Selected passage below:
What are the responsibilities and job description for the AI Platform Specialists position at Adam Information Technologies LLC?
Job Details
AI Service Hosting/AI Platform Specialists
Hybrid
Atlanta, GA
6-12 Months
AI Platform Specialists
We are building a new team of platform specialists to support and enhance high-performance AI services. These are highly technical, hands-on roles focused on customer, application, and platform support of AI-focused workloads.
As an AI Platform Specialist, these roles will provide application and GPU support. The team will deliver Tier 1 and Tier 2 support to developers and engineers while collaborating closely with Tier 3 and 4 platform teams and vendors for issue resolution. The roles require user knowledge of Kubernetes, virtualization, and cloud-native technologies as well as operator knowledge of GPUs and other AI supporting services. Each specialist should have a focus on customer service along with goals of reliability, scalability, and performance.
Key Responsibilities
• Platform Support & Incident Response
o Provide Tier 1 & Tier 2 support for AI-driven applications and workloads.
o Troubleshoot and resolve issues related to Kubernetes deployments, GPU utilization, and service performance.
o Collaborate with Tier 3 teams, including Kubernetes engineers and external vendors, to escalate and resolve complex issues.
• Kubernetes & Cloud-Native Operations
o Full adoption, creation, and integrations into automated services using Helm, Ansible, Terraform, etc.
o Deploy, manage, and support containerized AI workloads on Google Anthos-powered Kubernetes clusters.
o Ensure adherence to pod security policies, automated rollouts/rollbacks, and best practices for scalable and secure Kubernetes environments.
• GPU Infrastructure & AI Services Management
o Optimize and support GPU-enabled workloads including CUDA and other AI acceleration frameworks.
o Assist in the installation, configuration, and support of AI coding assistants (e.g., Codeium).
End of Selected passage.
Source data below:
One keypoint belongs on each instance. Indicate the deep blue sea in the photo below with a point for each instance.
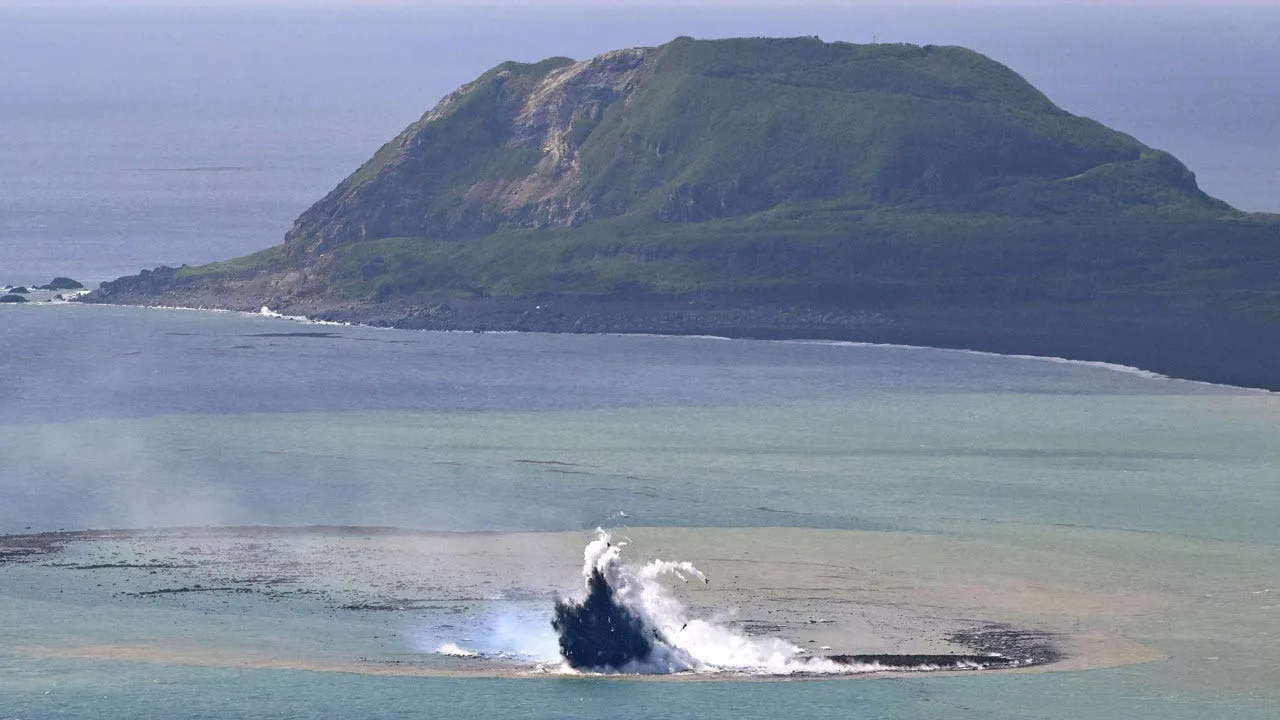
End of Source data.
**Tasks to carry out:**
1. Copy the part of the job posting that begins at the words "o Troubleshoot and" and stops after the words "Ansible, Terraform, etc.".
2. According to the job posting, what powers the Kubernetes clusters that run the containerized AI workloads?
The listing has no connection to the job posting.

**Answer set:**
1.
o Troubleshoot and resolve issues related to Kubernetes deployments, GPU utilization, and service performance.
o Collaborate with Tier 3 teams, including Kubernetes engineers and external vendors, to escalate and resolve complex issues.
• Kubernetes & Cloud-Native Operations
o Full adoption, creation, and integrations into automated services using Helm, Ansible, Terraform, etc.

2. Google Anthos